• WHAT YOU SHOULD DO:
Among the following entries, how many lines hold the string "gray"? State only the number.

• MATERIAL SHOWN:
+ + + + +

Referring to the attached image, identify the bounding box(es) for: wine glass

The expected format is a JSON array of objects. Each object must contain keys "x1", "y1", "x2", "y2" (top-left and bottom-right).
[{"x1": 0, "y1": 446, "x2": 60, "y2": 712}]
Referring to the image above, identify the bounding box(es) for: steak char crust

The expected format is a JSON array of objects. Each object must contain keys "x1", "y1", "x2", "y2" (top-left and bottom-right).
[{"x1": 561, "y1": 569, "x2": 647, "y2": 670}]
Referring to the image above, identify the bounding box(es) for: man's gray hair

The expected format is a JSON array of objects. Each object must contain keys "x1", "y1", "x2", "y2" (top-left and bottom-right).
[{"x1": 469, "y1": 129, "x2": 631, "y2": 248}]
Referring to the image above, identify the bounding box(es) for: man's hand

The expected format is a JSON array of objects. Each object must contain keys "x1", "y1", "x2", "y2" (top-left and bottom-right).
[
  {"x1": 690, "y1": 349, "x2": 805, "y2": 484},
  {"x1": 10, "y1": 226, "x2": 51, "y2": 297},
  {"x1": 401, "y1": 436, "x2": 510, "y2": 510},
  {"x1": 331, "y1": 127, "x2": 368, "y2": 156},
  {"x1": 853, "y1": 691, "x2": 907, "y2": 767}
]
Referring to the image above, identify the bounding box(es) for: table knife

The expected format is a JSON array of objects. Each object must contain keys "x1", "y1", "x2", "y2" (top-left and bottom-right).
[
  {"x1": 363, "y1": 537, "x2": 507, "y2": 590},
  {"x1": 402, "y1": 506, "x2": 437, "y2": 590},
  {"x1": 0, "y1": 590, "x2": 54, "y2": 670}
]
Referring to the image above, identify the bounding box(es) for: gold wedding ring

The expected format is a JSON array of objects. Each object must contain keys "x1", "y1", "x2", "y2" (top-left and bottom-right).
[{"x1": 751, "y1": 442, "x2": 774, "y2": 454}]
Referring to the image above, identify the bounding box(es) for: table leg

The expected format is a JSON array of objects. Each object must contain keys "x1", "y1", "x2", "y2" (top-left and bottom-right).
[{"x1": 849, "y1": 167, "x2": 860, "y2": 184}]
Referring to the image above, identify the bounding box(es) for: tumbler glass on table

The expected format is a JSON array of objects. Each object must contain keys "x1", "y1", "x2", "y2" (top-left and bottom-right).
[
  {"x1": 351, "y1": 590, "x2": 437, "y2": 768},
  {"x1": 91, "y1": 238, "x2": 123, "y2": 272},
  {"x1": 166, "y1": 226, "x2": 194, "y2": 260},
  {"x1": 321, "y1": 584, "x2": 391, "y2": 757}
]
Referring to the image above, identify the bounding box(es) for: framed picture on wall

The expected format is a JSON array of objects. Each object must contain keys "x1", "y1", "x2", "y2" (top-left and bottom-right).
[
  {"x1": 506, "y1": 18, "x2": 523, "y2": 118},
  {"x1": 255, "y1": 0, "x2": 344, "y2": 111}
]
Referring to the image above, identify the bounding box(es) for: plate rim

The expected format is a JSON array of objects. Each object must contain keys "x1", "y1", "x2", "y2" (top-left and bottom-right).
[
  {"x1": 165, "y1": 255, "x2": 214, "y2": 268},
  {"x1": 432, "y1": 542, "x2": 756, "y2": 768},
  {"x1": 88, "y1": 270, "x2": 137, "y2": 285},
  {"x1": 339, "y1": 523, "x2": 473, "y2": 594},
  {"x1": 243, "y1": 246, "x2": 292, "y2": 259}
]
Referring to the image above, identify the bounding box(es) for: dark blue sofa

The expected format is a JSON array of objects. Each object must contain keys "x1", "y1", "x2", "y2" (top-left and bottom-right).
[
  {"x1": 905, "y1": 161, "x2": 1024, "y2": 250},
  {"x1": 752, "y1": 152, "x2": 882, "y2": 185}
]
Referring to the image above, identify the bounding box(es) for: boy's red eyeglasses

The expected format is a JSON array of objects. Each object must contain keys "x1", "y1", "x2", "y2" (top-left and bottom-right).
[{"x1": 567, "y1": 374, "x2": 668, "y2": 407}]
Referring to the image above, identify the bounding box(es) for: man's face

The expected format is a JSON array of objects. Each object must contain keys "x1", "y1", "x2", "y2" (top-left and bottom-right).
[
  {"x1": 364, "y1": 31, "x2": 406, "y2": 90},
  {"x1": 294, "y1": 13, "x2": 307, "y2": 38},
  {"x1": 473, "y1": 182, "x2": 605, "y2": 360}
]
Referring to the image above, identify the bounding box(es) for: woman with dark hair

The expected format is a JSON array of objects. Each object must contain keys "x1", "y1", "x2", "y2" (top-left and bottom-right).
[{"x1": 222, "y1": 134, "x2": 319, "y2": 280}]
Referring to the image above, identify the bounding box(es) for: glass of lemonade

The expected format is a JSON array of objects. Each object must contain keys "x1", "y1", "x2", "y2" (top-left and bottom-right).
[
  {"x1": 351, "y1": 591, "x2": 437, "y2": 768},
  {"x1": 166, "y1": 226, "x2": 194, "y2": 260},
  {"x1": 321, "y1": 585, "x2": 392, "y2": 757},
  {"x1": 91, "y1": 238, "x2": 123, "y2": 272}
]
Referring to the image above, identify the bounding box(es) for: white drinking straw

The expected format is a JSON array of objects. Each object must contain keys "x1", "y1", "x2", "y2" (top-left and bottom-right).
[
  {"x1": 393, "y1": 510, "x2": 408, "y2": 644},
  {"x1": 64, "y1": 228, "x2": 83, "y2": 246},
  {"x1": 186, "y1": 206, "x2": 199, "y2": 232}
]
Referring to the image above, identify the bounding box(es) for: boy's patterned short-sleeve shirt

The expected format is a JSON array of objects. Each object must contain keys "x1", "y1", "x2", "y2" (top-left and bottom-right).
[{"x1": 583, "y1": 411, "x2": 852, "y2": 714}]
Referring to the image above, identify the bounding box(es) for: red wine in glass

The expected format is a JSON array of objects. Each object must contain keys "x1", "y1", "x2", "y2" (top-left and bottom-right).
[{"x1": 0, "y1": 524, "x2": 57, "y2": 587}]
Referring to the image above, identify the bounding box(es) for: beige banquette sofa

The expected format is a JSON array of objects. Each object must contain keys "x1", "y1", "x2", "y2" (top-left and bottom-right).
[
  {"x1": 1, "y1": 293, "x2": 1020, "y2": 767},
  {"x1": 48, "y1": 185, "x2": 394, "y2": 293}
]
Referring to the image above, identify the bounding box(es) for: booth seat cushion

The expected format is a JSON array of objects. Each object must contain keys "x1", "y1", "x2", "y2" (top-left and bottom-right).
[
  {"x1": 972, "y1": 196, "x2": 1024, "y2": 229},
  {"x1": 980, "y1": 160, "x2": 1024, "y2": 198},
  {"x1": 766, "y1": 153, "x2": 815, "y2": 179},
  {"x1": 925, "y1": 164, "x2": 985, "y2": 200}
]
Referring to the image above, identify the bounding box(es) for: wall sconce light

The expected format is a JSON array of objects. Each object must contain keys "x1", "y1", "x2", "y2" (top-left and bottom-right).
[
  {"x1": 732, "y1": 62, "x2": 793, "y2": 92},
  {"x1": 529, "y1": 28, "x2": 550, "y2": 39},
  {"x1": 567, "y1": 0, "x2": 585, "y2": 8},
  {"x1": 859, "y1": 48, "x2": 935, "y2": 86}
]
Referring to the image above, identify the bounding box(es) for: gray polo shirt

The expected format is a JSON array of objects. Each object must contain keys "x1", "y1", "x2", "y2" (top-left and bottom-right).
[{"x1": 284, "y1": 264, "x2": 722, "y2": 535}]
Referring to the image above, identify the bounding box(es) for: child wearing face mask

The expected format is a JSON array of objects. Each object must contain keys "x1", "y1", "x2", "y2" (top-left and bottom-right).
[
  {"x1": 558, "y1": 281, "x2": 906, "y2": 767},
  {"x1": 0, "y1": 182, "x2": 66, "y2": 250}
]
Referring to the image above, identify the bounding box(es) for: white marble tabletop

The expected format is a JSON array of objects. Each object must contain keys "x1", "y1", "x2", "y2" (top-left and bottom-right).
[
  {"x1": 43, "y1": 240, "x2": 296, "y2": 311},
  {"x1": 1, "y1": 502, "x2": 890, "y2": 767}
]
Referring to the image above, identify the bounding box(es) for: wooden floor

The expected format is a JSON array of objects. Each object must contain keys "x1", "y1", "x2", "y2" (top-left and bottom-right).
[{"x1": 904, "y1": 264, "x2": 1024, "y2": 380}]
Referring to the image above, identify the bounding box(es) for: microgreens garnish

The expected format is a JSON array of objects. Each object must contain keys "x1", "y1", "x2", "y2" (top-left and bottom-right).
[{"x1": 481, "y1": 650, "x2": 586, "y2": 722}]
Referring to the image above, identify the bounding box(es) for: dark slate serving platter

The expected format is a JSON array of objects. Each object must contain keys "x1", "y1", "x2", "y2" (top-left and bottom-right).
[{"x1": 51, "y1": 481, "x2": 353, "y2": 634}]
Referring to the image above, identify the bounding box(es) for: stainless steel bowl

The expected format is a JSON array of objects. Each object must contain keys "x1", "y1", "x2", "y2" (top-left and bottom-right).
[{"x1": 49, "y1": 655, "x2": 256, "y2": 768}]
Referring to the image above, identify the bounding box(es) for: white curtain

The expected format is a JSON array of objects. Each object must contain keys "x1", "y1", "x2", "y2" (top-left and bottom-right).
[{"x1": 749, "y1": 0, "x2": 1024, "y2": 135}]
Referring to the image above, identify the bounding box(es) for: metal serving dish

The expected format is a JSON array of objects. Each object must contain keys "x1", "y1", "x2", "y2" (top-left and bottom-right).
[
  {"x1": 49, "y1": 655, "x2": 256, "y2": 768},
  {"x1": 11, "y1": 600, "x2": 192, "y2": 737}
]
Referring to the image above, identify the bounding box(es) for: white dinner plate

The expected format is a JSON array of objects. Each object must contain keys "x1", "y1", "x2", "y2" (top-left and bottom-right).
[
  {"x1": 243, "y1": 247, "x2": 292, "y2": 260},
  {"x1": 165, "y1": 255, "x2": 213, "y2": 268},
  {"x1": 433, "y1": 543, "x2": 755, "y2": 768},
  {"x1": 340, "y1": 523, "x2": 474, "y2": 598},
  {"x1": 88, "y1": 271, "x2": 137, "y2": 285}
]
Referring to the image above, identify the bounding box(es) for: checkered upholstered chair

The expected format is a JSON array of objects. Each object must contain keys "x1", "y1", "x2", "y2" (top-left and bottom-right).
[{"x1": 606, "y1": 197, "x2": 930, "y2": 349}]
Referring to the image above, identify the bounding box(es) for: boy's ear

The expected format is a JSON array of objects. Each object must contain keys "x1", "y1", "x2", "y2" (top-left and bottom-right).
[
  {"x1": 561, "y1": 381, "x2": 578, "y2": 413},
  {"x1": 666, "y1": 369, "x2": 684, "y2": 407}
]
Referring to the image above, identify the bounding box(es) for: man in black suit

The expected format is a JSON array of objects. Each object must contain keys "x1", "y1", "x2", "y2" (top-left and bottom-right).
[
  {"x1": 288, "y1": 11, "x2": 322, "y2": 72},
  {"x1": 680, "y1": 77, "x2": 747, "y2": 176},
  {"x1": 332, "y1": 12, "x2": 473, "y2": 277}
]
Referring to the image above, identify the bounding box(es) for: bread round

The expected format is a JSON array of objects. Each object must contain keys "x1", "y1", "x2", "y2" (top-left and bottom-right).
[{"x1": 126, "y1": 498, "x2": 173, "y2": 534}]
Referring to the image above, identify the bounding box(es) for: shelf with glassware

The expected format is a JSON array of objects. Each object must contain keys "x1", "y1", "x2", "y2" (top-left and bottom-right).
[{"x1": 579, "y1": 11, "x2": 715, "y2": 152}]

+ + + + +

• SOLUTION TO THIS TASK:
2